--- Source extract Enclosed Below ---
Chloe, a driver with the Tampa Bay Abortion Fund, knows how important a role she plays in people’s lives. “I’m a lifeline,” she says. “Once I get them in my car, they’re in my care.”
Like many practical support volunteers, Chloe does more than just drive patients home. She provides critical care and support in a time of need.
Like many practical support volunteers, Chloe does more than just drive patients home. She provides critical care and support in a time of need. “I don’t know what the protocol is for going into someone’s home, tucking them in bed, doing their dishes, feeding their kids who are still there because mommy’s now sleeping, and the babysitter went home,” she explains. “There’s no handbook for that. But I do it, and I feel like I have to do it. I want our clients to be able to trust their drivers.”
In the past few months, our collective consciousness has been permeated by a new vocabulary: pandemic, quarantine, frontline.
But one particular phrase has been wholly familiar to groups of dedicated volunteers long before the world was rocked by COVID-19—mutual aid.
Mutual aid is difficult to define because it is so situationally specific and conditional on who gives it and who receives it. To the dedicated drivers who offer their cars, time, and often money to the patients they drive to and from appointments at abortion clinics, mutual aid is one of the key segments of the fight for abortion access.
Michelle Loo, a coordinator for DAPSN, the D.C./Maryland/Virginia Abortion Practical Support Network, says mutual aid networks rely on each other throughout the process.
“That’s what this kind of mutual aid is about, caring for our community,” they told me. “It’s about asserting our belief that everyone is part of our community and that we have to take care of everyone. And that means people you don’t know.”
There isn’t one collective noun for these kinds of volunteers. While “clinic escorts” and “clinic defenders” may immediately conjure images of brightly vested volunteers standing guard to keep rabid protesters at bay, “abortion practical support volunteer” doesn’t have the same snappy ring to it.
Perhaps this is because one of the biggest failings of the pro-choice movement has been ignoring what is glaringly obvious to the majority of people who seek abortion: It’s not a true choice if it can’t be easily accessed.
The ability to easily and safely access abortion is frequently taken for granted by the white, straight, cisgender women who run the bulk of the pro-choice nonprofit industry. It’s precisely for this reason that a number of abortion funds, doulas, and drivers have sprung up across the nation in the past few years.
While national organizations such as Planned Parenthood and NARAL Pro-Choice America focus primarily on the legality of abortion and the rights of clinics to perform abortions, grassroots reproductive justice collectives and nonprofits work with patients on the ground to make sure that, practically speaking, pregnant people can access abortion care.
--- End of Enclosed Source extract ---
--- Information provided Enclosed Below ---
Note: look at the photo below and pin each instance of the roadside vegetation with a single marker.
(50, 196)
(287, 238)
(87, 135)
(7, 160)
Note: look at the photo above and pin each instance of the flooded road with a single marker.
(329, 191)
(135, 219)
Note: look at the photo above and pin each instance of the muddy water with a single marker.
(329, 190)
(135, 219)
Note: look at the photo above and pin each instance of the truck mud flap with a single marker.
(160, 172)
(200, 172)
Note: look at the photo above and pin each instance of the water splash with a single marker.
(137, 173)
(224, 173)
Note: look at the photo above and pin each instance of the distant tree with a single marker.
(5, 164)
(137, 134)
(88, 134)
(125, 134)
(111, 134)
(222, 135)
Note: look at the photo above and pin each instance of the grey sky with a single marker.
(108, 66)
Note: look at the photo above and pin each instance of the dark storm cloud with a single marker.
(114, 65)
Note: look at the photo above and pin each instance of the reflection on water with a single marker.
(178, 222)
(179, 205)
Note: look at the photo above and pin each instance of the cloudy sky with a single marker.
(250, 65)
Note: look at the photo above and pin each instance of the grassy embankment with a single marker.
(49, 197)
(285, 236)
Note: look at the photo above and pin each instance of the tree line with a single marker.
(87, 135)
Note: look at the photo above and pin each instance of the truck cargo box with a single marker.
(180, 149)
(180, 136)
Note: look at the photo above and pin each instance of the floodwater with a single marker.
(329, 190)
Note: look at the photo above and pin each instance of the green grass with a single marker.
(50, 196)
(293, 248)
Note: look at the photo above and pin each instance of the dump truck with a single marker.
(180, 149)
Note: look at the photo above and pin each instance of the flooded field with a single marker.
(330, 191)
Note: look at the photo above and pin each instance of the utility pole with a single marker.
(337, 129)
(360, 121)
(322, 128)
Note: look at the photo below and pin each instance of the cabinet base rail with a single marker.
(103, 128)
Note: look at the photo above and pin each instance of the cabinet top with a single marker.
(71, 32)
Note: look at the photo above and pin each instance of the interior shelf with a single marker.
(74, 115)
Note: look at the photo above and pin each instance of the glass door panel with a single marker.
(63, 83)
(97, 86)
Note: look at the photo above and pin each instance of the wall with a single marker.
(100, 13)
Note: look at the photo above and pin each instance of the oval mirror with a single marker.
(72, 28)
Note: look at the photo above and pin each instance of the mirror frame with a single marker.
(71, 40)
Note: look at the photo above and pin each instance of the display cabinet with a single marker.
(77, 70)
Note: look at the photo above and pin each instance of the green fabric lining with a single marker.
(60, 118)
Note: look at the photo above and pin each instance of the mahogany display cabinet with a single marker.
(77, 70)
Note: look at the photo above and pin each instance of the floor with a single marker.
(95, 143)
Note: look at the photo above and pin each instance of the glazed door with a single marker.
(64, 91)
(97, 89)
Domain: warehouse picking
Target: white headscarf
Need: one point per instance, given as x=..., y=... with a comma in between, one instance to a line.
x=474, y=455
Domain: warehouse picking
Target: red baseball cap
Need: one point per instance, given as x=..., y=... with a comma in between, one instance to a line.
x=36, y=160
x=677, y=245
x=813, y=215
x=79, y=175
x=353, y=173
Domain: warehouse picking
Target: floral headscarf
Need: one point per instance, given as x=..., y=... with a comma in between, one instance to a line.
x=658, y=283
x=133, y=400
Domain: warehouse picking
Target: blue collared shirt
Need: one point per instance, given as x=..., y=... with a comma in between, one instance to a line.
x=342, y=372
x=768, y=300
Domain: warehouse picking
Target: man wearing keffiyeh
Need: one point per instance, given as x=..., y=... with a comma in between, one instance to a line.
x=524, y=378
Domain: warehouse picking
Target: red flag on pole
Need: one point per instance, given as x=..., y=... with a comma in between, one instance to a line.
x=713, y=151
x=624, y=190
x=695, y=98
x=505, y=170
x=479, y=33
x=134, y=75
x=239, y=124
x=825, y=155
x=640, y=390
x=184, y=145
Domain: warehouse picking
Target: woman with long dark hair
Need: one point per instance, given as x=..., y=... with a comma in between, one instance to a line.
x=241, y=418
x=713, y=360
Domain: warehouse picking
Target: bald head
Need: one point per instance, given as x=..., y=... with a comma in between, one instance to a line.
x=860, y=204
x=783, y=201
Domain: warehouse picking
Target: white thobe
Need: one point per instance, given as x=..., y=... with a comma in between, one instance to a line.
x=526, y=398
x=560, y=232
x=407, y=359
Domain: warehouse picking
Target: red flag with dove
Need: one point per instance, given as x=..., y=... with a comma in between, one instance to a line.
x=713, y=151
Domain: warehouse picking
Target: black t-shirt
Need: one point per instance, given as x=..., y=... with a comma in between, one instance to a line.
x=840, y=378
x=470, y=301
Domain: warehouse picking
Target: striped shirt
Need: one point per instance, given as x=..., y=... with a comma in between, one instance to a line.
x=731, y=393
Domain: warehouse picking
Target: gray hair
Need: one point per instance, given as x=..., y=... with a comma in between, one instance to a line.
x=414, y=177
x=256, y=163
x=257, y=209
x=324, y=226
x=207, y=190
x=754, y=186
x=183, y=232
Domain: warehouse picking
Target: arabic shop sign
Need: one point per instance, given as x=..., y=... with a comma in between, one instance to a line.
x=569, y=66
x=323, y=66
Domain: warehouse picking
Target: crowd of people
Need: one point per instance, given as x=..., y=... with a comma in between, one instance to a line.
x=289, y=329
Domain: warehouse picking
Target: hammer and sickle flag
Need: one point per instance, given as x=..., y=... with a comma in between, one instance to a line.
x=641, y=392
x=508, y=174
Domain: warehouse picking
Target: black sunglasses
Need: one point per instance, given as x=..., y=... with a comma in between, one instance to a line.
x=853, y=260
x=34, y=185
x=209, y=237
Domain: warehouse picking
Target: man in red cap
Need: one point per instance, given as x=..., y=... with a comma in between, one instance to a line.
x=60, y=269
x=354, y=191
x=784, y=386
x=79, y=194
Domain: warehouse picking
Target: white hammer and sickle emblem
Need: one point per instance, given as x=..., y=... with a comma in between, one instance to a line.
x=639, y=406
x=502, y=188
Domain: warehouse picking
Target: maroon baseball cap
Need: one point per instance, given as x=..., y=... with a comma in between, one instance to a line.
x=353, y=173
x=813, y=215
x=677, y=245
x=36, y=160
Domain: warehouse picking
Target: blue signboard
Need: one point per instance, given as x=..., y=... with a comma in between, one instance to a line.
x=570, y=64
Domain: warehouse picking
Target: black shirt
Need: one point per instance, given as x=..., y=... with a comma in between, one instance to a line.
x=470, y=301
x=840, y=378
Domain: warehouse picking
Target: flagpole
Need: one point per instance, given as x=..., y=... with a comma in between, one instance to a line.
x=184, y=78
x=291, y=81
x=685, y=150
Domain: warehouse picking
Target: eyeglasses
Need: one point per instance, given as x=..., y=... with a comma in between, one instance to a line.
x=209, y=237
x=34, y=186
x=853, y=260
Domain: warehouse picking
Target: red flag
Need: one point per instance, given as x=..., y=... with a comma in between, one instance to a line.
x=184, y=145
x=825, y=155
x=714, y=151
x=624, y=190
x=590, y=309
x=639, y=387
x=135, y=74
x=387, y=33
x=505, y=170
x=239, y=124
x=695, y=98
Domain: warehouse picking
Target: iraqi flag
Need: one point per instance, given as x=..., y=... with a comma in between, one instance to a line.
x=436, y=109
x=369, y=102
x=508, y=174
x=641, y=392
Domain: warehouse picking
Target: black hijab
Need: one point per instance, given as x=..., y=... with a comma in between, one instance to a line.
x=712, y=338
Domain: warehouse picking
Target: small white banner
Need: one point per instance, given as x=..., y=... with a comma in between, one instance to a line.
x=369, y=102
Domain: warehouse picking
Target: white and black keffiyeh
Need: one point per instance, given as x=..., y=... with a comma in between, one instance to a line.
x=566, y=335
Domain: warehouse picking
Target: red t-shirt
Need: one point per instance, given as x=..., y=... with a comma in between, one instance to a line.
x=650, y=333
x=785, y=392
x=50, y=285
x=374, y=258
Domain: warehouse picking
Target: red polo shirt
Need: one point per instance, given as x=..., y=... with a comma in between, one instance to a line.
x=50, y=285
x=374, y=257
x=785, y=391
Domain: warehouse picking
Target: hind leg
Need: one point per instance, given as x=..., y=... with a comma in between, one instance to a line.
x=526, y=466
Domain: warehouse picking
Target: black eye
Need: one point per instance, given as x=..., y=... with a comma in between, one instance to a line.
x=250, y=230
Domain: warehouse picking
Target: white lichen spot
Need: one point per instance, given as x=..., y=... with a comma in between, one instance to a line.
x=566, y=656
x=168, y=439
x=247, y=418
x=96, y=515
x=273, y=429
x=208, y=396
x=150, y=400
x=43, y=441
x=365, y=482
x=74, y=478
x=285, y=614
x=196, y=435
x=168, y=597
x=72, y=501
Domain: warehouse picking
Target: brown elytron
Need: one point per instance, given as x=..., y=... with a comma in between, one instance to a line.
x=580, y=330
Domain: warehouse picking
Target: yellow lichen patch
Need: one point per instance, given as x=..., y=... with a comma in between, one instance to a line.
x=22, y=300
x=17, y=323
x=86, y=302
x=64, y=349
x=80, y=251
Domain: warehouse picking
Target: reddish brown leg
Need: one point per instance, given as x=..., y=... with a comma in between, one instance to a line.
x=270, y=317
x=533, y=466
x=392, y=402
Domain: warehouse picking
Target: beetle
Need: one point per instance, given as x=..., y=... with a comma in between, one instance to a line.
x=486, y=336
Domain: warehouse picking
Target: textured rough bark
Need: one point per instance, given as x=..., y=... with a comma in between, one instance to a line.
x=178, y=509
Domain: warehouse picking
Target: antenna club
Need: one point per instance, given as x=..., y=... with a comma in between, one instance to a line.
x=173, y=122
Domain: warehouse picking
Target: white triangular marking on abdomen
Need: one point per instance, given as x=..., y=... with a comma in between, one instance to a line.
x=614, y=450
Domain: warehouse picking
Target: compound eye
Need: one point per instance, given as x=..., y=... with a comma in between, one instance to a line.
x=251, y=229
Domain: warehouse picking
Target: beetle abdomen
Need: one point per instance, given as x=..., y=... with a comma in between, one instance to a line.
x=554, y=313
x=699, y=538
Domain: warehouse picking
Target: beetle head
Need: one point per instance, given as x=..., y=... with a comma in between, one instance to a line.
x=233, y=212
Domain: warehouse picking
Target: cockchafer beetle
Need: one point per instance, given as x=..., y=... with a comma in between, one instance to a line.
--- End of Enclosed Information provided ---
> What to do
**a)** Answer these questions about the article on abortion practical support volunteers:
(i) What word does Chloe use to describe herself?
(ii) What is DAPSN short for?
(iii) Which two national organizations does the article say focus mainly on the legality of abortion?
**b)** Pick up the article on abortion practical support volunteers right after its last sentence and carry on writing it.

> Responses
**a)**
(i) A lifeline.
(ii) The D.C./Maryland/Virginia Abortion Practical Support Network.
(iii) Planned Parenthood and NARAL Pro-Choice America.

**b)**
Even high profile Supreme Court cases like June Medical Services v. Russo, which sided with the Louisiana clinic and allowed it to keep operating without obtaining unnecessary admitting privileges, isn’t enough to guarantee that the most disadvantaged pregnant people can physically access abortion services.
If patients aren’t able to reach a clinic, it means that people seeking abortion care may not actually have a choice.
Without the organizations that do abortion-related mutual aid work, most of which are helmed by Black women and women of color, the legality of abortion is somewhat beside the point. After all, if patients aren’t able to reach a clinic, it means that people seeking abortion care may not actually have a choice.
During the coronavirus pandemic, the ability to access abortion care even for the wealthiest and well connected has been disrupted.
States like Texas wavered on deeming abortion as unessential so many times that the legality of it didn’t even matter in the end. Patients were left confused and isolated, unable to arrange time off from work or childcare. And, with the rapid reversals of the courts, many were ultimately unable to receive the abortions they needed.
The crisis has also made obvious what practical support volunteers already know: mutual aid networks must fill in the gaps of our health care system, particularly when periods of upheaval leave our nation’s most vulnerable populations defenseless.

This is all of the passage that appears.